Extracted data —
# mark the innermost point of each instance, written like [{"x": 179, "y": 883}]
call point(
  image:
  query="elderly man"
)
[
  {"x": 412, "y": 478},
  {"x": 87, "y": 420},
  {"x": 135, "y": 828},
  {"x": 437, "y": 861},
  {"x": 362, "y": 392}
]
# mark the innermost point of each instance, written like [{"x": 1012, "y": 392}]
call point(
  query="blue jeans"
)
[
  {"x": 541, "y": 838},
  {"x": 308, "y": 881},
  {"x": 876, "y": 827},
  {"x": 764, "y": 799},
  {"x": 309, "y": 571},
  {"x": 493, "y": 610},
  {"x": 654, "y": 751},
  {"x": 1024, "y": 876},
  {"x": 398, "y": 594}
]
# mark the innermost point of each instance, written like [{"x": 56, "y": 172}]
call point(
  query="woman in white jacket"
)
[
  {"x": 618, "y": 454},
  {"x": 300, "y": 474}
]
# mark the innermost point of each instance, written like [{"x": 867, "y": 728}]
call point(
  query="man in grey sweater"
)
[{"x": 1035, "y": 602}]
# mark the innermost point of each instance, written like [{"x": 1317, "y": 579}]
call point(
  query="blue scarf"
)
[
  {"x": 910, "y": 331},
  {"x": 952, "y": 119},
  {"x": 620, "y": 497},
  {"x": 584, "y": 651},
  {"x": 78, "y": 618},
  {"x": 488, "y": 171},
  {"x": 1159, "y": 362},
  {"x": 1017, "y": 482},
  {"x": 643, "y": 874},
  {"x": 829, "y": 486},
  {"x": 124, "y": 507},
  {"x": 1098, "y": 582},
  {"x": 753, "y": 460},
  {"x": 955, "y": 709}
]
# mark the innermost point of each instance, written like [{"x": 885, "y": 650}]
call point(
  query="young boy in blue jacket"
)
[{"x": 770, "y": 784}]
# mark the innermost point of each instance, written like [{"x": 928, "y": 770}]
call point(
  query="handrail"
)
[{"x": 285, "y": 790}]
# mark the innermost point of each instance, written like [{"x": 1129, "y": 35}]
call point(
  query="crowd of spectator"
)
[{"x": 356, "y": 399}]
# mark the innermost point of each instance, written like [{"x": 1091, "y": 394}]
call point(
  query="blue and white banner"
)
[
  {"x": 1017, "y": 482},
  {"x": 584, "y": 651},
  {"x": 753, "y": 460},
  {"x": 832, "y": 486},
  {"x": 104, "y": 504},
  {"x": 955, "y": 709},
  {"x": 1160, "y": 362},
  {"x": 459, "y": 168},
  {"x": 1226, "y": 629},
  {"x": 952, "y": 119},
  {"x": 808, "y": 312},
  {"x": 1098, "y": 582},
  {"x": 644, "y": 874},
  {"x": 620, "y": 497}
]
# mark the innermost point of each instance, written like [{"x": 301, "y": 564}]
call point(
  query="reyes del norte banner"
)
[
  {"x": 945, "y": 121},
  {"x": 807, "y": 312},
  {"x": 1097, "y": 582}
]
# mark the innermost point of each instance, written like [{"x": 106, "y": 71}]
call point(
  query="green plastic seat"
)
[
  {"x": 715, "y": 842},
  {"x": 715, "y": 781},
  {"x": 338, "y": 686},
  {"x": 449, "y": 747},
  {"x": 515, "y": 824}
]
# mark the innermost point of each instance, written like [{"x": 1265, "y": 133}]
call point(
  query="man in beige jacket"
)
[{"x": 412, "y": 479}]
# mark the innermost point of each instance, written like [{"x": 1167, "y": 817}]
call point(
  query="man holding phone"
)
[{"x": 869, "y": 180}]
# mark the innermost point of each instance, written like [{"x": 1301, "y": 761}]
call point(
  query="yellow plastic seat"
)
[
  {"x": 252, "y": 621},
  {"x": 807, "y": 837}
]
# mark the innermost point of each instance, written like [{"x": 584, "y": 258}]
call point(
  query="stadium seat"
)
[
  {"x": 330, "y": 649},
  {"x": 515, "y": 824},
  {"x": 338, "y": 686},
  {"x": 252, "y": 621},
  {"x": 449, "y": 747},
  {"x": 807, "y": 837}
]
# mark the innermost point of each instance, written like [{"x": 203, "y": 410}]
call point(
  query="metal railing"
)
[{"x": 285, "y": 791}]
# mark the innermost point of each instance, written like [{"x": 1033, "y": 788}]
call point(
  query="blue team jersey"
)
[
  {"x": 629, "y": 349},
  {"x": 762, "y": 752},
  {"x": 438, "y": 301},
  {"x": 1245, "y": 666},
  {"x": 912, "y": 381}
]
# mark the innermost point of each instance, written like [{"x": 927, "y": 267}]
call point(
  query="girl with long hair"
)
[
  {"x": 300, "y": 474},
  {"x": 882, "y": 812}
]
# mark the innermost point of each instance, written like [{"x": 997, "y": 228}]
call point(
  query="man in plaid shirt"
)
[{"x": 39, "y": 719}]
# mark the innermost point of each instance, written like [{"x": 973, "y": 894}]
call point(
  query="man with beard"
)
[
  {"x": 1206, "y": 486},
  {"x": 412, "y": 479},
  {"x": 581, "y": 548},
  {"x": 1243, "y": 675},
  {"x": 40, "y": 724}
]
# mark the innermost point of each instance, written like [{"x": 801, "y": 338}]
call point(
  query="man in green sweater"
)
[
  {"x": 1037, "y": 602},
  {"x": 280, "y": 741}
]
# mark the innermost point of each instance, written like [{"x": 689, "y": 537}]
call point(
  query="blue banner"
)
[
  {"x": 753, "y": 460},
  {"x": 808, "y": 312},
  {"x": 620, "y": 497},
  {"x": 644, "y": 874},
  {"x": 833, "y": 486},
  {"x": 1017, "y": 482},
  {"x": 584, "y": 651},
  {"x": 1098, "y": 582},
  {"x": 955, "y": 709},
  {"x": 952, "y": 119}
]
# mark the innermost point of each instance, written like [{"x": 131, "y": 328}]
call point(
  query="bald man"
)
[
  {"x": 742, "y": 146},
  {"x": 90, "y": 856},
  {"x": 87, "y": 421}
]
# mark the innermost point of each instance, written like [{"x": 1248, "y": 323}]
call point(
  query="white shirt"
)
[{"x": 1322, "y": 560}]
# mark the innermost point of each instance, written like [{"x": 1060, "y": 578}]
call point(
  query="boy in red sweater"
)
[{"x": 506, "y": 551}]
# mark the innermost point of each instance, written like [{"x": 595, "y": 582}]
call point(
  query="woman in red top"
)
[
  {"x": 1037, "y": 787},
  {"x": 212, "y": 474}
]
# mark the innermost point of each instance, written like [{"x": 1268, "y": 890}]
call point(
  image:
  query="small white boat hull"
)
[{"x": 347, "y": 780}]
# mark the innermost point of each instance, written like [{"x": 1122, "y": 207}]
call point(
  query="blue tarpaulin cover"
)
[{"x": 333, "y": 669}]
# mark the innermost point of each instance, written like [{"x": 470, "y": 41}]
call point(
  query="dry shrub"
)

Directive — Quote the material exactly, leaving nothing out.

Exercise output —
# mark the innermost point of each instance, written like [{"x": 179, "y": 883}]
call point(
  image:
  query="elderly man"
)
[
  {"x": 412, "y": 478},
  {"x": 87, "y": 420},
  {"x": 135, "y": 828},
  {"x": 437, "y": 861},
  {"x": 362, "y": 392}
]
# mark the innermost point of each instance, written like [{"x": 1012, "y": 392}]
call point(
  query="blue jeans"
)
[
  {"x": 541, "y": 838},
  {"x": 308, "y": 881},
  {"x": 876, "y": 827},
  {"x": 764, "y": 799},
  {"x": 309, "y": 571},
  {"x": 493, "y": 610},
  {"x": 654, "y": 751},
  {"x": 1024, "y": 876},
  {"x": 398, "y": 594}
]
# mark the innermost point of each instance, written like [{"x": 56, "y": 172}]
call point(
  query="woman in white jacket"
)
[
  {"x": 618, "y": 454},
  {"x": 300, "y": 474}
]
# mark the innermost point of each instance, written like [{"x": 867, "y": 728}]
call point(
  query="man in grey sweater"
)
[{"x": 1035, "y": 602}]
# mark the innermost point of each instance, written like [{"x": 1317, "y": 579}]
call point(
  query="blue scarf"
)
[
  {"x": 910, "y": 331},
  {"x": 952, "y": 119},
  {"x": 620, "y": 497},
  {"x": 584, "y": 651},
  {"x": 78, "y": 618},
  {"x": 488, "y": 171},
  {"x": 1159, "y": 362},
  {"x": 1017, "y": 482},
  {"x": 643, "y": 874},
  {"x": 829, "y": 486},
  {"x": 124, "y": 507},
  {"x": 1098, "y": 582},
  {"x": 753, "y": 460},
  {"x": 955, "y": 709}
]
# mark the innermost point of each instance, written like [{"x": 885, "y": 650}]
call point(
  query="young boy in blue jacket"
)
[{"x": 770, "y": 784}]
# mark the innermost point of each instance, written like [{"x": 928, "y": 770}]
call point(
  query="handrail"
)
[{"x": 285, "y": 790}]
# mark the innermost point of each instance, written like [{"x": 1129, "y": 35}]
call point(
  query="crowd of spectator"
)
[{"x": 356, "y": 399}]
# mark the innermost point of each instance, written like [{"x": 1091, "y": 394}]
call point(
  query="blue and white banner"
)
[
  {"x": 1017, "y": 482},
  {"x": 584, "y": 651},
  {"x": 753, "y": 460},
  {"x": 832, "y": 486},
  {"x": 104, "y": 504},
  {"x": 955, "y": 709},
  {"x": 1160, "y": 362},
  {"x": 459, "y": 168},
  {"x": 1226, "y": 629},
  {"x": 952, "y": 119},
  {"x": 808, "y": 312},
  {"x": 1098, "y": 582},
  {"x": 644, "y": 874},
  {"x": 620, "y": 497}
]
# mark the innermost point of each instance, written like [{"x": 301, "y": 564}]
call point(
  query="reyes del norte banner"
)
[
  {"x": 945, "y": 121},
  {"x": 807, "y": 312},
  {"x": 1097, "y": 582}
]
# mark the innermost point of each instance, written like [{"x": 106, "y": 71}]
call point(
  query="green plastic seat"
)
[
  {"x": 715, "y": 842},
  {"x": 715, "y": 781},
  {"x": 338, "y": 686},
  {"x": 449, "y": 747},
  {"x": 515, "y": 824}
]
# mark the innermost point of each instance, written like [{"x": 1265, "y": 133}]
call point(
  query="man in beige jacket"
)
[{"x": 412, "y": 479}]
# mark the innermost point of each instance, written like [{"x": 1167, "y": 817}]
call point(
  query="man holding phone"
)
[{"x": 869, "y": 180}]
# mark the innermost point of each instance, written like [{"x": 1301, "y": 761}]
call point(
  query="yellow plastic seat"
)
[
  {"x": 252, "y": 621},
  {"x": 807, "y": 837}
]
# mark the innermost point of each instance, written like [{"x": 584, "y": 258}]
call point(
  query="stadium seat"
)
[
  {"x": 330, "y": 649},
  {"x": 515, "y": 824},
  {"x": 338, "y": 686},
  {"x": 252, "y": 621},
  {"x": 449, "y": 747},
  {"x": 807, "y": 837}
]
# mark the innermost point of each instance, written like [{"x": 203, "y": 410}]
call point(
  query="metal railing"
)
[{"x": 285, "y": 791}]
# mark the innermost point of each instance, written like [{"x": 1033, "y": 788}]
call point(
  query="blue team jersey"
)
[
  {"x": 629, "y": 349},
  {"x": 762, "y": 752},
  {"x": 438, "y": 301},
  {"x": 1245, "y": 666},
  {"x": 912, "y": 381}
]
# mark the innermost point of each instance, written like [{"x": 927, "y": 267}]
call point(
  query="girl with long hair"
)
[
  {"x": 300, "y": 474},
  {"x": 882, "y": 812}
]
# mark the innermost point of each instance, written like [{"x": 997, "y": 228}]
call point(
  query="man in plaid shirt"
)
[{"x": 39, "y": 719}]
# mark the innermost point of each instance, written like [{"x": 973, "y": 894}]
call point(
  query="man with beard"
)
[
  {"x": 1206, "y": 486},
  {"x": 412, "y": 479},
  {"x": 581, "y": 548},
  {"x": 1243, "y": 675},
  {"x": 40, "y": 724}
]
# mark the innermost point of each instance, written like [{"x": 801, "y": 338}]
call point(
  query="man in green sweater"
)
[
  {"x": 1037, "y": 602},
  {"x": 280, "y": 741}
]
# mark the innermost point of each instance, written like [{"x": 689, "y": 537}]
call point(
  query="blue banner"
)
[
  {"x": 753, "y": 460},
  {"x": 808, "y": 312},
  {"x": 620, "y": 497},
  {"x": 644, "y": 874},
  {"x": 833, "y": 486},
  {"x": 1017, "y": 482},
  {"x": 584, "y": 651},
  {"x": 1098, "y": 582},
  {"x": 955, "y": 709},
  {"x": 952, "y": 119}
]
# mark the innermost point of each instance, written like [{"x": 131, "y": 328}]
call point(
  query="bald man"
)
[
  {"x": 742, "y": 146},
  {"x": 90, "y": 856},
  {"x": 87, "y": 421}
]
# mark the innermost point of each instance, written like [{"x": 1248, "y": 323}]
call point(
  query="white shirt"
)
[{"x": 1322, "y": 560}]
# mark the innermost point of each instance, written like [{"x": 1060, "y": 578}]
call point(
  query="boy in red sweater"
)
[{"x": 506, "y": 551}]
# mark the innermost point of each instance, written like [{"x": 595, "y": 582}]
call point(
  query="woman in red top"
)
[
  {"x": 1037, "y": 787},
  {"x": 212, "y": 474}
]
# mark the innermost point of each instance, written like [{"x": 1268, "y": 890}]
call point(
  image:
  query="small white boat hull"
)
[{"x": 347, "y": 780}]
# mark the innermost point of each instance, written like [{"x": 1122, "y": 207}]
call point(
  query="blue tarpaulin cover"
)
[{"x": 333, "y": 669}]
# mark the innermost point of each instance, written like [{"x": 470, "y": 41}]
call point(
  query="dry shrub"
)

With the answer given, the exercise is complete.